Actions to take:
**1)** In the notebook text on gating data via front and side scattering, which library does it import to plot lots of datapoints?
**2)** Extend the notebook on gating data via front and side scattering past its last line.
***** Text section *****
# Non-supervised gating of the data via the front and side scattering.

In [1]:
import os
import glob
# Our numerical workhorses
import numpy as np
import pandas as pd
import scipy

# Import matplotlib stuff for plotting
import matplotlib.pyplot as plt
import matplotlib.cm as cm

# Seaborn, useful for graphics
import seaborn as sns

# Import the project utils
import sys
sys.path.insert(0, '../../analysis/')
import mwc_induction_utils as mwc


# Import Bokeh modules for interactive plotting
import bokeh.io
import bokeh.mpl
import bokeh.plotting

# favorite Seaborn settings for notebooks
rc={'lines.linewidth': 2, 
    'axes.labelsize' : 16, 
    'axes.titlesize' : 18,
    'axes.facecolor' : 'F4F3F6',
    'axes.edgecolor' : '000000',
    'axes.linewidth' : 1.2,
    'xtick.labelsize' : 13,
    'ytick.labelsize' : 13,
    'grid.linestyle' : ':',
    'grid.color' : 'a6a6a6'}
sns.set_context('notebook', rc=rc)
sns.set_style('darkgrid', rc=rc)
sns.set_palette("deep", color_codes=True)

# Magic function to make matplotlib inline; other style specs must come AFTER
%matplotlib inline

# This enables SVG graphics inline (only use with static plots (non-Bokeh))
%config InlineBackend.figure_format = 'svg'

# Datashader to plot lots of datapoints
import datashader as ds
from datashader.bokeh_ext import InteractiveImage
from datashader.utils import export_image
from IPython.core.display import HTML, display

# Set up Bokeh for inline viewing
bokeh.io.output_notebook()
***** Record list *****
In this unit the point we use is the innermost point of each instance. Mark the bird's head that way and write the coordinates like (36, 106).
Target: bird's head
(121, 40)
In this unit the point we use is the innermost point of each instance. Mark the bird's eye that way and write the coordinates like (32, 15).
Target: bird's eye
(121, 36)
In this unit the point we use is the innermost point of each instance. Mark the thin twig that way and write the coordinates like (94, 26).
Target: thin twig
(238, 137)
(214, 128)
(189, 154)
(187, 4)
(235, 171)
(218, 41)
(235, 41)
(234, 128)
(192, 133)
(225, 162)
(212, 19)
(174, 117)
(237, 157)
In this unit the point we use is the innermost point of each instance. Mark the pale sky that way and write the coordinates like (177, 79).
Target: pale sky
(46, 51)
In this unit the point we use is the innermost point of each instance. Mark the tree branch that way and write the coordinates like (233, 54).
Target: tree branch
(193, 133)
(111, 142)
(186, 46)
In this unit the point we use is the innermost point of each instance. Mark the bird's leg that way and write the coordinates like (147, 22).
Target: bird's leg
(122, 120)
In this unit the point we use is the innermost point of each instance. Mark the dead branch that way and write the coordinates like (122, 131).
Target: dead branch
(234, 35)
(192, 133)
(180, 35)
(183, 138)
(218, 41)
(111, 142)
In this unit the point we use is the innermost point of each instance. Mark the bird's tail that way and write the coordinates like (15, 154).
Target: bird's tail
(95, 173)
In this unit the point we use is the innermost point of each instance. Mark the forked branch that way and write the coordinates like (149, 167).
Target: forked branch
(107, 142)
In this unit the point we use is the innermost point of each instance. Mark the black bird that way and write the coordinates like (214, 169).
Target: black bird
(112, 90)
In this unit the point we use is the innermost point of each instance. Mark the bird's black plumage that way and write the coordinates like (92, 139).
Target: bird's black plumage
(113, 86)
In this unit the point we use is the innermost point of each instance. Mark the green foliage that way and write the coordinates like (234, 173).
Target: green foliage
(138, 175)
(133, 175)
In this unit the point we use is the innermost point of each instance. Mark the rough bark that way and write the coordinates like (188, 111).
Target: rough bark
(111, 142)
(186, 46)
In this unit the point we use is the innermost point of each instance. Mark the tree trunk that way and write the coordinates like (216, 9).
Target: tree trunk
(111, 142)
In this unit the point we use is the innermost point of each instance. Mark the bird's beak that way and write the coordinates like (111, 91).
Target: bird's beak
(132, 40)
*****
Results in order:
**1)** Datashader.

**2)**
bokeh.plotting.output_notebook()

# Testing the automatic gating

While trying to implement the automatic bivariate Gaussian gating I ran into a problem with the following output
`/Users/razo/anaconda/lib/python3.5/site-packages/numpy/lib/function_base.py:3834: RuntimeWarning: Invalid value encountered in percentile
  RuntimeWarning)`
Let's explore a little bit further. One of the data points that presented that issue was the `20160725_wt_O3_auto_0mMIPTG_00.csv` file.

In [15]:
# list the directory with the data
date = 20160725
datadir = '../../../data/flow/csv/'
files = np.array(os.listdir(datadir))
csv_bool = np.array([str(date) in f and 'csv' in f for f in files])
files = files[np.array(csv_bool)]

df = pd.read_csv(datadir + files[48])
print('file : ' + files[48])

file : 20160725_wt_O3_auto_0mMIPTG_00.csv


Now let's plot the channels we've been using for the thresholding, i.e. front and side scattering area.

In [3]:
p, pipeline = mwc.ds_plot(df, 'FSC-A', 'SSC-A', log=True)
InteractiveImage(p, pipeline)

I can't detect by eye any pathological pattern on this distribution. Let's see how the linear scale looks

In [5]:
p, pipeline = mwc.ds_plot(df, 'FSC-A', 'SSC-A', log=False)
InteractiveImage(p, pipeline)

### Non-pathological case
Let's just quickly plot a non-pathological case to see if there is any difference

In [6]:
df_normal = pd.read_csv(datadir + files[0])
print('file : ' + files[0])

file : 20160725_wt_O1_auto_0mMIPTG_00.csv


In [71]:
p, pipeline = ds_plot(df_normal, 'FSC-A', 'SSC-A', log=True)
InteractiveImage(p, pipeline)

In [7]:
p, pipeline = mwc.ds_plot(df_normal, 'FSC-A', 'SSC-A', log=False)
InteractiveImage(p, pipeline)

From these plots I couldn't really tell what's the difference between a pathological and a non-pathological case. 

# Apply the gate to the log scattering

Let's try applying the automatic gate to the log of the scattering. This is the step that generated problems on my first attempt.

In [9]:
alpha = 0.5
df_thresh = mwc.auto_gauss_gate(df, 0.5, log=True)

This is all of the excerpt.